- Exercise directions -
Give the data again exactly, without its images.

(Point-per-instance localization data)
=== Section Start ===

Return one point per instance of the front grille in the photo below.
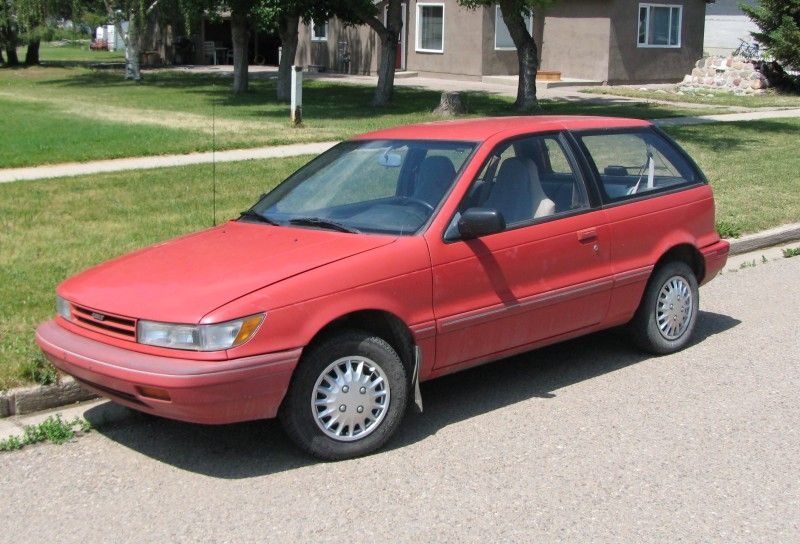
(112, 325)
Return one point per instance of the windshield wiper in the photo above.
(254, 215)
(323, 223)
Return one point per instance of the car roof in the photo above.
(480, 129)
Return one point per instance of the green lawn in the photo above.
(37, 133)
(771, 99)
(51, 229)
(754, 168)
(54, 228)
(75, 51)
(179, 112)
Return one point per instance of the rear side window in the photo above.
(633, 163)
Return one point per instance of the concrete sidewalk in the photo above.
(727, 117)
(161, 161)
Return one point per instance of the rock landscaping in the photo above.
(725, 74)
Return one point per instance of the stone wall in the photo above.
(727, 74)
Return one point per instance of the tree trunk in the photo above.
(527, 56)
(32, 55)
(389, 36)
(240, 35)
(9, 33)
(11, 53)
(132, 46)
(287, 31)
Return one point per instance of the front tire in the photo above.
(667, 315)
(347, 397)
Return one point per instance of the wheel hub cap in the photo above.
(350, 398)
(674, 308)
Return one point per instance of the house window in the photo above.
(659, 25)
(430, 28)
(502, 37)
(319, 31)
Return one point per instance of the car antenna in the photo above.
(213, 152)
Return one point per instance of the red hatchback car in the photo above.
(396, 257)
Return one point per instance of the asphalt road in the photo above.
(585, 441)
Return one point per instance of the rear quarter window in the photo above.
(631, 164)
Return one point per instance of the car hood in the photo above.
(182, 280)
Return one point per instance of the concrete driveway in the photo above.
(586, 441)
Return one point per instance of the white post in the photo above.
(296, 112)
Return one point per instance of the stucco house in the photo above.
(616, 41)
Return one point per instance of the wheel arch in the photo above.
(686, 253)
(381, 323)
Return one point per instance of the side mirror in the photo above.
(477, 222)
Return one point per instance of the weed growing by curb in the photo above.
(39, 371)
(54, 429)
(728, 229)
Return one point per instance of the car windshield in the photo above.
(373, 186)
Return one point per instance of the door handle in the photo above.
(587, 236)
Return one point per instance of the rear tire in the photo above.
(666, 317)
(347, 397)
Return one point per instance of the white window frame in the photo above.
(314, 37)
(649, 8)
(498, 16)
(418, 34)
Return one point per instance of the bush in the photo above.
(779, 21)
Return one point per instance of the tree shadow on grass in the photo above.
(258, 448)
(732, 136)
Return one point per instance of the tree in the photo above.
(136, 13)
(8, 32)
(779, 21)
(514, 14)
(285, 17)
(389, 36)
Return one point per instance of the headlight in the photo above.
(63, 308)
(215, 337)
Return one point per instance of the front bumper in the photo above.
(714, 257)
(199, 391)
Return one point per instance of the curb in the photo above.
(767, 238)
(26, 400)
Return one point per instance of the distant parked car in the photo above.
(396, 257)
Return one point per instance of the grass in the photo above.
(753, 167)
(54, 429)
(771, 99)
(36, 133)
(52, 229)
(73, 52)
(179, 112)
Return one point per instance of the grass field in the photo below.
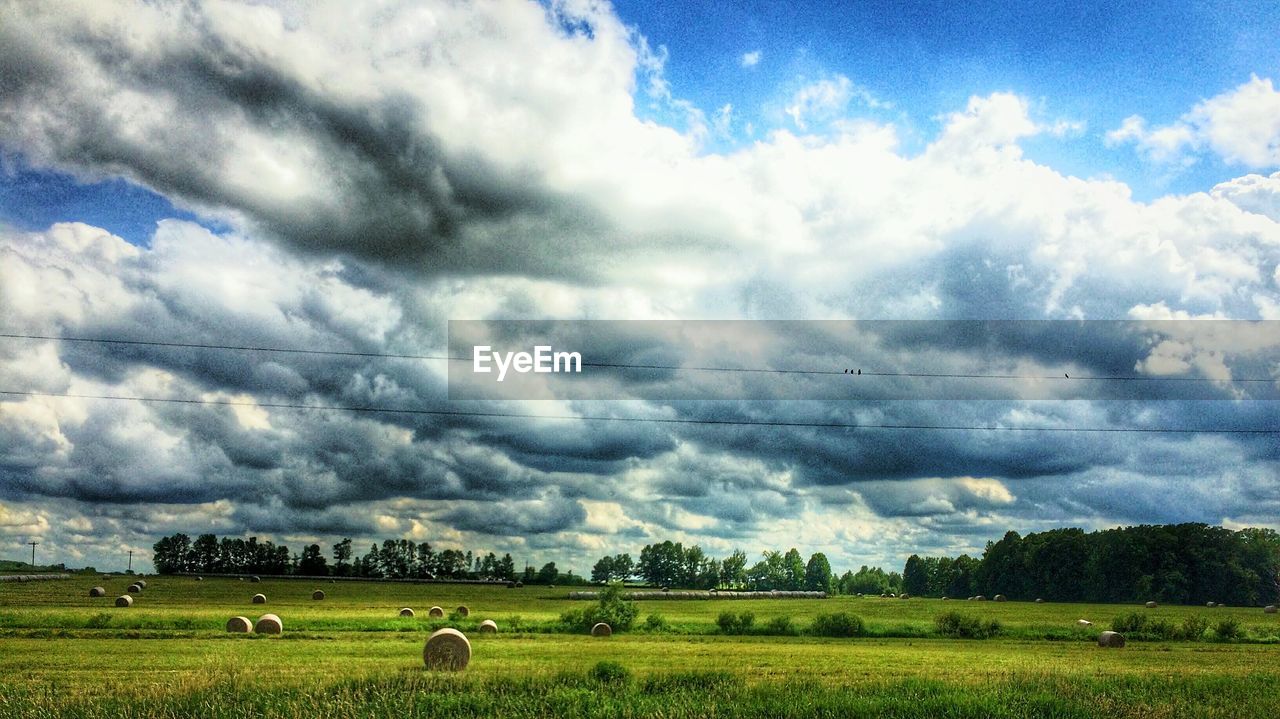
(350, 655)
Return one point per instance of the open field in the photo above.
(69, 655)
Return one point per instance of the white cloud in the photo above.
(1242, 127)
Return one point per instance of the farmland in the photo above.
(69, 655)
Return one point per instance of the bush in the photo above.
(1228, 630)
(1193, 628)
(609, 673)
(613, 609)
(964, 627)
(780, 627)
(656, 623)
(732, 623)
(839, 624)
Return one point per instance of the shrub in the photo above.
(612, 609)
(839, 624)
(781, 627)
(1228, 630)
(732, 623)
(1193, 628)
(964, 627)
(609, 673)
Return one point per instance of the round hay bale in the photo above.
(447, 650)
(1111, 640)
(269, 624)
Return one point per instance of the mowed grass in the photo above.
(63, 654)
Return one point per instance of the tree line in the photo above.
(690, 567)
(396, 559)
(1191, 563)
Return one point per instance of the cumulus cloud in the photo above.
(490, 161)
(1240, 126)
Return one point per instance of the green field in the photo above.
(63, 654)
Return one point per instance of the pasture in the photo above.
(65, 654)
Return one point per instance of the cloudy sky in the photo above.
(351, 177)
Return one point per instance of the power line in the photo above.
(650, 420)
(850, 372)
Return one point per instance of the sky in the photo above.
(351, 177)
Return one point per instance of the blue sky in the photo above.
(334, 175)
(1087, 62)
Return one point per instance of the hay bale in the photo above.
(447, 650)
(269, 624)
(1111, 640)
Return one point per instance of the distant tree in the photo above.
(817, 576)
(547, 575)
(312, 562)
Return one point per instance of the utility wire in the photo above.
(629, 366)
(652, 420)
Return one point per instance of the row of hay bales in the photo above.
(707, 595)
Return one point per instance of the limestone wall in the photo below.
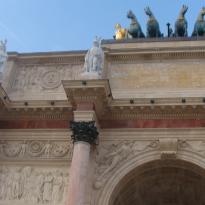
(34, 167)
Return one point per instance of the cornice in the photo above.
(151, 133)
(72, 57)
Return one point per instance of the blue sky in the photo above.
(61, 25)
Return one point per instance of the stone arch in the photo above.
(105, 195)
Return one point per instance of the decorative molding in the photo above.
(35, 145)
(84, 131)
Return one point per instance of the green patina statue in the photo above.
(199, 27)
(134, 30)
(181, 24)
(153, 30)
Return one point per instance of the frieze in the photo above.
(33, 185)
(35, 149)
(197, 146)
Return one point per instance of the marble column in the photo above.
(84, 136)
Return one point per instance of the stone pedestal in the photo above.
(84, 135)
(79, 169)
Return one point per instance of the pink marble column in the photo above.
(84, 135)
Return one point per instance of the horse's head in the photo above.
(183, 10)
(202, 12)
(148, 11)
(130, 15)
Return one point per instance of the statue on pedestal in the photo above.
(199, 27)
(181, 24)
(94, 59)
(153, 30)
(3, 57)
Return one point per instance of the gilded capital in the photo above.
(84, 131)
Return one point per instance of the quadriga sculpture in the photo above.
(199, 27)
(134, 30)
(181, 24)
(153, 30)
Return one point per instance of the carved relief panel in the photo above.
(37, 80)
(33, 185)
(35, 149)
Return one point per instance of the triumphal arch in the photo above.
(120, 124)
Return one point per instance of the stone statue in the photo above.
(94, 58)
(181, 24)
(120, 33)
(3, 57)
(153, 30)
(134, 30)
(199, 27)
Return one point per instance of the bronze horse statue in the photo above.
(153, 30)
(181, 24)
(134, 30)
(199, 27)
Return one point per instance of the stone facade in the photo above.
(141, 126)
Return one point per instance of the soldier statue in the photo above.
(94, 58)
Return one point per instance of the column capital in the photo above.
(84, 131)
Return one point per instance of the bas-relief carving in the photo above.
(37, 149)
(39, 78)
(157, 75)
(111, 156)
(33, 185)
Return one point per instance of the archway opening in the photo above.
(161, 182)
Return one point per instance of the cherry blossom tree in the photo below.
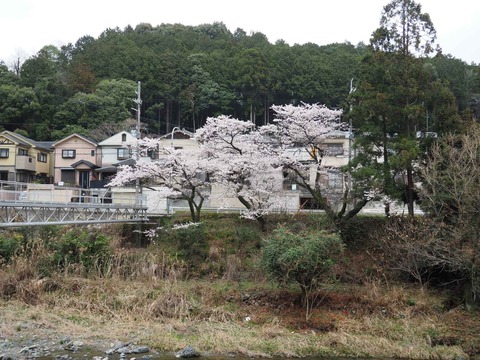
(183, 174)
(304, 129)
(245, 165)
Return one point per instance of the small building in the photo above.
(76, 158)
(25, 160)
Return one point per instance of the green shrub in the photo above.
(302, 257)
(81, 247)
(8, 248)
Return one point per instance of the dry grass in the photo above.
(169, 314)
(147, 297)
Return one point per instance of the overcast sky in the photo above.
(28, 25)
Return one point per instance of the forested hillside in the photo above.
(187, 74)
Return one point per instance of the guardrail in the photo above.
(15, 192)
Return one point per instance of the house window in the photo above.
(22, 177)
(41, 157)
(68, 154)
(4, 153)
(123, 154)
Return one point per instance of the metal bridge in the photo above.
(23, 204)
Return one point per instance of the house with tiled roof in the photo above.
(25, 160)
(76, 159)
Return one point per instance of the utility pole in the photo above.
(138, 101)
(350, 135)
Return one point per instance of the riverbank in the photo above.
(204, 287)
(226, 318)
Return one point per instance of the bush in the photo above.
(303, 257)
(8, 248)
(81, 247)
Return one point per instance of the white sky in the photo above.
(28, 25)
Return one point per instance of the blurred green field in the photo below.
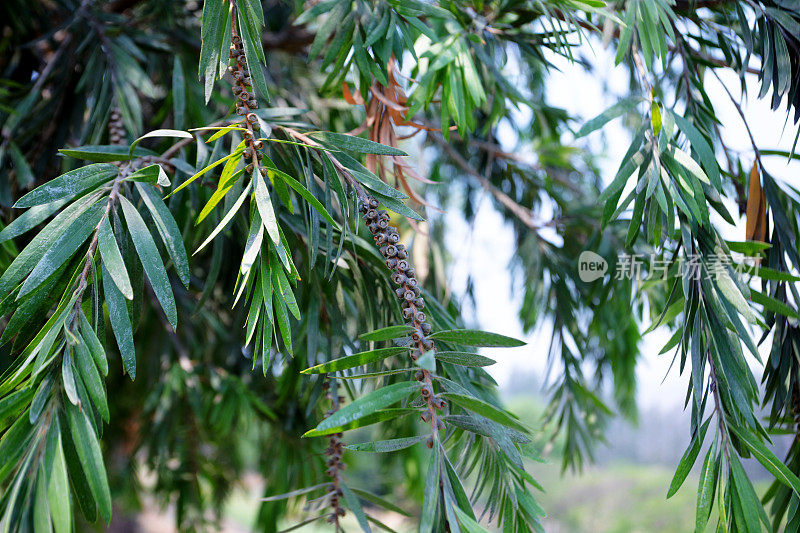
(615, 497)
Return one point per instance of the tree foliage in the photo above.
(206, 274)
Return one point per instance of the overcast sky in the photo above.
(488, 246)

=== Section End ===

- Exercise response -
Return one point per instance of the front grille in the photo below.
(112, 325)
Return one point per instance of the windshield wiper in the photo above.
(254, 215)
(323, 223)
Return one point per instance of the car roof in the photo above.
(480, 129)
Return one point per instance of the green lawn in the photo above.
(37, 133)
(771, 99)
(51, 229)
(754, 168)
(54, 228)
(75, 51)
(179, 112)
Return one point per instance of the rear side window in the photo above.
(633, 163)
Return one point per instance of the concrete sidewalk in the photo above.
(727, 117)
(161, 161)
Return one point per instance of the rock landscaping in the photo above.
(725, 74)
Return one point per instance of the stone wall in the photo above.
(727, 74)
Return one point per instance of the tree trunk in the photo above.
(527, 56)
(32, 55)
(389, 36)
(240, 35)
(9, 33)
(11, 53)
(132, 46)
(287, 31)
Return one point per instance of the front tire in the photo above.
(667, 315)
(347, 397)
Return one point per instance of the wheel hub cap in the photo above.
(350, 398)
(674, 308)
Return one point per instance of the house window in the photo above.
(659, 25)
(430, 28)
(502, 37)
(319, 31)
Return one point per instance of the car antenna in the photo above.
(213, 152)
Return one point per instance of the red hatchback car in the photo above.
(396, 257)
Return one point per instance of the asphalt road in the photo above.
(585, 441)
Return one point per instance of the rear quarter window in the photo above.
(631, 164)
Return one point per instance of the car hood in the photo above.
(182, 280)
Return one point per instance of the concrete driveway in the photo above.
(586, 441)
Return one point per instance of the white post in the photo above.
(296, 112)
Return one point per instance of the stucco house in the photo above.
(616, 41)
Return one point per instance of the wheel arch in the photo above.
(686, 253)
(381, 323)
Return one point per instance of the side mirror in the photo above.
(477, 222)
Return one point per instance of the weed growing by curb in the photo above.
(39, 371)
(54, 429)
(728, 229)
Return one point per instance of the car windshield in the photo above.
(373, 186)
Return one point per instance of the door handle in the photo above.
(587, 236)
Return one point per instance of the rear tire in the photo above.
(666, 317)
(347, 397)
Return one point per instance of the white window frame in the photo above.
(314, 37)
(649, 8)
(498, 16)
(418, 34)
Return one point per instance of the bush in the photo above.
(779, 21)
Return one point per instance of the tree shadow on grass in the photo above.
(258, 448)
(732, 136)
Return one point per instance of the tree in the photo above.
(136, 13)
(8, 32)
(779, 21)
(514, 14)
(285, 17)
(389, 36)
Return one point per instance of the headlight in the photo above.
(63, 308)
(215, 337)
Return one point per instance of the front bumper in the photo above.
(714, 257)
(199, 391)
Return one point per instance of the curb in the photo above.
(767, 238)
(26, 400)
Return one point per instance of the distant parked car in the photo above.
(396, 257)
Return one point per instance of the grass in the photo above.
(753, 167)
(54, 429)
(771, 99)
(36, 133)
(52, 229)
(73, 52)
(179, 112)
Return one point per instance of the grass field in the photo below.
(350, 655)
Return one point per instance of the open field in the photo above.
(69, 655)
Return one point per instance of the white cloud in the photo above.
(1242, 127)
Return one point per instance of the farmland in the photo above.
(69, 655)
Return one point per instance of the bush in the photo above.
(1228, 630)
(1193, 628)
(609, 673)
(613, 609)
(964, 627)
(780, 627)
(656, 623)
(732, 623)
(839, 624)
Return one point per instance of the shrub in the photo above.
(612, 609)
(839, 624)
(781, 627)
(1228, 630)
(732, 623)
(1193, 628)
(964, 627)
(609, 673)
Return one point per instance of the round hay bale in the photo above.
(447, 650)
(1111, 640)
(269, 624)
Return one point per instance of the mowed grass in the photo above.
(63, 654)
Return one point per instance of the tree line in the photo above.
(690, 567)
(396, 559)
(1191, 563)
Return one point per instance of the cumulus cloud in the photo above.
(490, 161)
(1240, 126)
Return one point per instance of the green field in the photo above.
(63, 654)
Return one point per instance of the pasture in the photo above.
(65, 654)
Return one point per instance of the cloudy sky in the photo above.
(351, 177)
Return one point per instance of the power line in the photo above.
(650, 420)
(850, 372)
Return one point per instance of the sky in the photo above.
(351, 177)
Return one point per instance of the blue sky in the photo above.
(334, 175)
(1087, 62)
Return one point per instance of the hay bale in the photo above.
(447, 650)
(269, 624)
(1111, 640)
Return one point per instance of the distant tree in the photo above.
(817, 576)
(547, 575)
(312, 562)
Return one point per instance of the utility wire in the photo above.
(629, 366)
(652, 420)
Return one point per instance of the row of hay bales in the photo above.
(707, 595)
Return one point per instance of the limestone wall in the photo below.
(34, 167)
Return one point per instance of the cornice in the photo above.
(151, 133)
(72, 57)
Return one point per instance of the blue sky in the photo above.
(61, 25)
Return one point per instance of the stone arch in the photo above.
(105, 195)
Return one point per instance of the decorative molding in the photo above.
(35, 145)
(84, 131)
Return one point per instance of the green patina statue in the photo above.
(199, 27)
(134, 30)
(181, 24)
(153, 30)
Return one point per instance of the frieze in the photo above.
(33, 185)
(35, 149)
(197, 146)
Return one point per instance of the marble column in the photo above.
(84, 136)
Return one point per instance of the stone pedestal in the photo above.
(84, 135)
(79, 169)
Return one point per instance of the pink marble column in the photo above.
(84, 135)
Return one point per instance of the horse's head in the photo above.
(183, 10)
(202, 12)
(148, 11)
(130, 15)
Return one point per instance of the statue on pedestal in the photo above.
(199, 27)
(181, 24)
(94, 59)
(153, 30)
(3, 57)
Return one point per instance of the gilded capital in the photo above.
(84, 131)
Return one point per instance of the quadriga sculpture in the photo above.
(199, 27)
(134, 30)
(181, 24)
(153, 30)
Return one point per instance of the carved relief panel in the photo above.
(37, 80)
(33, 185)
(35, 149)
Return one point per instance of the triumphal arch in the photo above.
(120, 124)
Return one point per instance of the stone statue in the photo above.
(94, 58)
(181, 24)
(120, 33)
(3, 57)
(153, 30)
(134, 30)
(199, 27)
Return one point per instance of the bronze horse statue in the photo above.
(153, 30)
(181, 24)
(134, 30)
(199, 27)
Return one point per instance of the stone facade in the photo above.
(141, 126)
Return one point per instance of the soldier statue in the photo above.
(94, 58)
Return one point per instance of the column capital in the photo above.
(84, 131)
Return one point per instance of the bas-relief carving in the photo above.
(37, 149)
(39, 78)
(157, 75)
(111, 156)
(33, 185)
Return one point per instance of the archway opening in the photo above.
(161, 182)
Return one point per instance of the cherry blossom tree in the photo below.
(183, 174)
(304, 129)
(245, 165)
Return one point per instance of the small building in the photo above.
(76, 158)
(25, 160)
Return one point per instance of the green shrub in the photo above.
(302, 257)
(81, 247)
(8, 248)
Return one point per instance of the dry grass in the photo above.
(169, 314)
(147, 297)
Return one point per instance of the overcast sky in the photo above.
(28, 25)
Return one point per instance of the forested hillside in the photo above.
(187, 74)
Return one point per instance of the guardrail in the photo above.
(15, 192)
Return one point per instance of the house window in the photo above.
(22, 177)
(41, 157)
(68, 154)
(4, 153)
(123, 154)
Return one point per instance of the metal bridge in the photo above.
(23, 204)
Return one point per instance of the house with tiled roof in the photo above.
(25, 160)
(76, 159)
Return one point per instance of the utility pole in the photo above.
(138, 101)
(350, 135)
Return one point per instance of the riverbank in the photo above.
(204, 287)
(226, 318)
Return one point per instance of the bush in the photo above.
(303, 257)
(8, 248)
(81, 247)
Return one point per instance of the white sky in the photo above.
(28, 25)
Return one point per instance of the blurred green field in the photo below.
(615, 497)
Return one point per instance of the tree foliage in the photo above.
(206, 274)
Return one point per instance of the overcast sky in the photo above.
(488, 246)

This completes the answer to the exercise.